§ **Stated goal**
Extract every row below word for word.

§ **The data**
########################################

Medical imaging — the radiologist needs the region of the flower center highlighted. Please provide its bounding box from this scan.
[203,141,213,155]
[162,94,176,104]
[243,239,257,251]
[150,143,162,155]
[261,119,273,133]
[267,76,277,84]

########################################

§ **Complete output**
Medical imaging — the radiologist needs the region of the flower center highlighted. Please provide its bounding box from this scan.
[203,141,213,155]
[162,94,176,104]
[243,239,257,251]
[150,143,162,155]
[261,119,273,133]
[267,76,277,84]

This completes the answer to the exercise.